───── Passage ─────

So you see, transpose is all about making small incremental changes that (hopefully) slowly push the more frequently searched-for elements towards the front of the list. The potential advantage here is that, if an element is only searched for once, we don't immediately bring it all the way to the front, only to have it get in the way of all the subsequent searches.

So which one of these list update methods is better? Is there any way to make this judgement? In order to do the analysis, we have to define some more parameters:

*n*is the number of elements in the list*m*is the number of searches. Generally, we can assume*m*is much larger than*n*.- The
*frequency*of each element is the number of times it is looked up. We'll write \(k_1, k_2, \ldots, k_n\) for the frequencies of each of the*n*elements. Notice that the sum of the \(k_i\)'s must equal*m*.

The way our analysis is going to work is by comparing each of the two update methods above (MTF and Transpose) with the *optimal static ordering*. This is the best possible way to order the array, if we knew in advance which elements would be searched for.

─────

Problem requirements – Please reproduce the passage on list update methods in full, word for word. The records have nothing to do with the passage on list update methods.

───── Stored records ─────

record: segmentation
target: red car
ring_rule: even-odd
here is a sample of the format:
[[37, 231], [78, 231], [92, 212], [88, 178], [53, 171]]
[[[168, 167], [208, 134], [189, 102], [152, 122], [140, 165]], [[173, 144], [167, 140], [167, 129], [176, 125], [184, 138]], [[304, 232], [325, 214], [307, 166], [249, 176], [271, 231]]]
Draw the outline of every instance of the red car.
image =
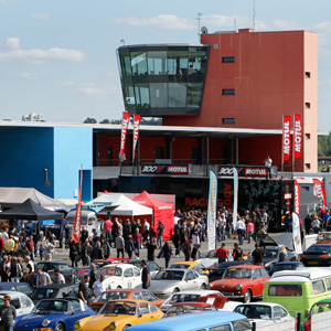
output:
[[269, 279], [270, 276], [263, 266], [233, 266], [224, 271], [222, 279], [211, 282], [211, 289], [218, 290], [228, 299], [249, 302], [252, 298], [263, 296], [265, 284]]
[[110, 300], [117, 299], [138, 299], [138, 300], [146, 300], [153, 303], [157, 307], [160, 307], [164, 300], [157, 298], [152, 292], [147, 289], [136, 288], [136, 289], [114, 289], [102, 292], [98, 297], [89, 302], [89, 307], [95, 310], [99, 311], [102, 307]]

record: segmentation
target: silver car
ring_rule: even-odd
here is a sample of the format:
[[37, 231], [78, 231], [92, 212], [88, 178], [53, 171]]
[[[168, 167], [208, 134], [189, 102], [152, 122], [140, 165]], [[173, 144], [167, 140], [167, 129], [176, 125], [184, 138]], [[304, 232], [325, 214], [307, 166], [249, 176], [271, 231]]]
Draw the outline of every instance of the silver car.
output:
[[205, 275], [200, 275], [192, 269], [167, 269], [157, 274], [148, 289], [159, 298], [166, 299], [179, 291], [207, 288], [210, 288], [210, 282]]

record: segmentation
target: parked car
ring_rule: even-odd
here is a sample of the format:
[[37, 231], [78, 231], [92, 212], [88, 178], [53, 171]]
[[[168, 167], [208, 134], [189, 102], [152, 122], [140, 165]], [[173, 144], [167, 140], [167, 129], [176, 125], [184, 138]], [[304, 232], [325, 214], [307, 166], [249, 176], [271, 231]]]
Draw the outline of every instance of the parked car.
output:
[[0, 306], [3, 305], [3, 297], [10, 296], [10, 305], [17, 310], [17, 316], [30, 313], [34, 308], [32, 300], [24, 293], [18, 291], [0, 291]]
[[207, 275], [209, 270], [204, 267], [202, 263], [199, 261], [178, 261], [173, 263], [169, 266], [168, 269], [192, 269], [195, 270], [200, 275]]
[[209, 278], [195, 270], [166, 269], [151, 279], [149, 290], [159, 298], [168, 298], [183, 290], [205, 290]]
[[141, 288], [140, 269], [129, 264], [111, 264], [100, 268], [100, 275], [105, 275], [105, 286], [108, 289]]
[[[42, 299], [63, 299], [63, 298], [78, 298], [79, 284], [50, 284], [36, 288], [31, 299], [34, 303]], [[92, 291], [87, 288], [87, 301], [92, 300]]]
[[253, 260], [250, 259], [244, 259], [244, 260], [228, 260], [221, 263], [215, 268], [209, 268], [209, 279], [210, 282], [213, 280], [221, 279], [225, 269], [233, 266], [242, 266], [242, 265], [253, 265]]
[[216, 311], [217, 308], [206, 302], [178, 302], [172, 305], [164, 313], [163, 318], [173, 317], [183, 313]]
[[93, 310], [99, 311], [106, 302], [110, 300], [119, 300], [119, 299], [145, 300], [156, 305], [157, 307], [160, 307], [164, 302], [164, 300], [159, 299], [147, 289], [131, 288], [131, 289], [114, 289], [114, 290], [105, 291], [98, 297], [96, 297], [95, 299], [93, 299], [88, 306]]
[[[312, 305], [312, 307], [309, 310], [308, 317], [301, 324], [301, 331], [311, 331], [311, 324], [312, 324], [312, 319], [318, 320], [319, 319], [319, 313], [321, 312], [327, 312], [331, 311], [331, 298], [327, 298], [323, 300], [320, 300]], [[312, 317], [313, 316], [313, 317]]]
[[75, 330], [117, 330], [158, 320], [163, 312], [154, 305], [143, 300], [111, 300], [104, 305], [99, 313], [77, 321]]
[[26, 295], [28, 297], [30, 297], [33, 291], [32, 287], [28, 282], [17, 282], [17, 281], [12, 281], [12, 282], [1, 281], [0, 290], [18, 291]]
[[95, 311], [81, 299], [41, 300], [31, 313], [15, 319], [15, 331], [74, 330], [77, 320], [94, 314]]
[[[141, 271], [140, 263], [141, 263], [140, 259], [128, 261], [128, 264], [136, 266]], [[153, 278], [160, 270], [162, 270], [162, 268], [153, 260], [146, 260], [146, 264], [147, 264], [147, 267], [149, 268], [151, 278]]]
[[269, 275], [273, 276], [277, 271], [284, 270], [298, 270], [305, 268], [305, 265], [300, 261], [285, 261], [285, 263], [277, 263], [271, 267]]
[[282, 322], [292, 322], [295, 330], [296, 319], [281, 306], [270, 302], [243, 303], [234, 309], [234, 312], [244, 314], [256, 327], [276, 325]]
[[62, 261], [40, 261], [34, 267], [34, 273], [31, 274], [31, 284], [35, 287], [36, 282], [36, 270], [42, 269], [43, 271], [47, 273], [52, 280], [54, 280], [54, 270], [60, 269], [60, 273], [64, 276], [66, 284], [73, 284], [76, 281], [76, 274], [75, 269]]
[[211, 288], [221, 291], [229, 299], [249, 302], [252, 298], [261, 297], [264, 286], [270, 279], [263, 266], [228, 267], [222, 279], [211, 282]]
[[311, 245], [300, 255], [300, 260], [306, 267], [331, 266], [331, 244]]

─────

Solution to the problem –
So you see, transpose is all about making small incremental changes that (hopefully) slowly push the more frequently searched-for elements towards the front of the list. The potential advantage here is that, if an element is only searched for once, we don't immediately bring it all the way to the front, only to have it get in the way of all the subsequent searches.

So which one of these list update methods is better? Is there any way to make this judgement? In order to do the analysis, we have to define some more parameters:

*n*is the number of elements in the list*m*is the number of searches. Generally, we can assume*m*is much larger than*n*.- The
*frequency*of each element is the number of times it is looked up. We'll write \(k_1, k_2, \ldots, k_n\) for the frequencies of each of the*n*elements. Notice that the sum of the \(k_i\)'s must equal*m*.

The way our analysis is going to work is by comparing each of the two update methods above (MTF and Transpose) with the *optimal static ordering*. This is the best possible way to order the array, if we knew in advance which elements would be searched for.